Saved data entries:
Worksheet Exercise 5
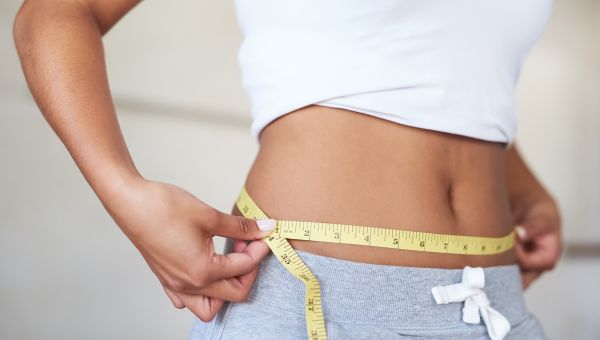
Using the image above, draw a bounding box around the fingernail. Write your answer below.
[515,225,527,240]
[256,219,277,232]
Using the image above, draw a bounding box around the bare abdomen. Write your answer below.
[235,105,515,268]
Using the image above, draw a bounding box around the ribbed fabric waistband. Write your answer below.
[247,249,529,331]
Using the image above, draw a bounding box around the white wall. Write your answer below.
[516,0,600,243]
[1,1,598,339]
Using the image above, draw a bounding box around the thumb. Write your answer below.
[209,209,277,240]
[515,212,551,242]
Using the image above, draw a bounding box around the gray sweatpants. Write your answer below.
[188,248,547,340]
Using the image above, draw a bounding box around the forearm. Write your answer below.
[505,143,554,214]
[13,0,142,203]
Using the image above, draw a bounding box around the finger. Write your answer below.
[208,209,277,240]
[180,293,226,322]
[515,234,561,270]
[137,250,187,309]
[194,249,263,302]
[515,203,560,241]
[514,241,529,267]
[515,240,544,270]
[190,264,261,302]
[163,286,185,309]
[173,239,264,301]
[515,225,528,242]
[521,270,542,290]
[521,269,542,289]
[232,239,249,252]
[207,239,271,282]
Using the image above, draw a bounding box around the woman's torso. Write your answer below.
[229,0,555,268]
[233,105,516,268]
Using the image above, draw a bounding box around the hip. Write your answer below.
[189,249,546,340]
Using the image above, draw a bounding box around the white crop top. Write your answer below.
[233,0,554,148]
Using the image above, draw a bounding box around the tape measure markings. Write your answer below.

* **Exercise requirements**: Start at the line containing "top. Write your answer below." and copy each line through the last one in the records, exactly and with nothing added.

* **Reply**:
Using the image above, draw a bounding box around the white crop top. Write your answer below.
[233,0,554,148]
Using the image above, draw a bounding box around the tape measure markings. Write your answer below.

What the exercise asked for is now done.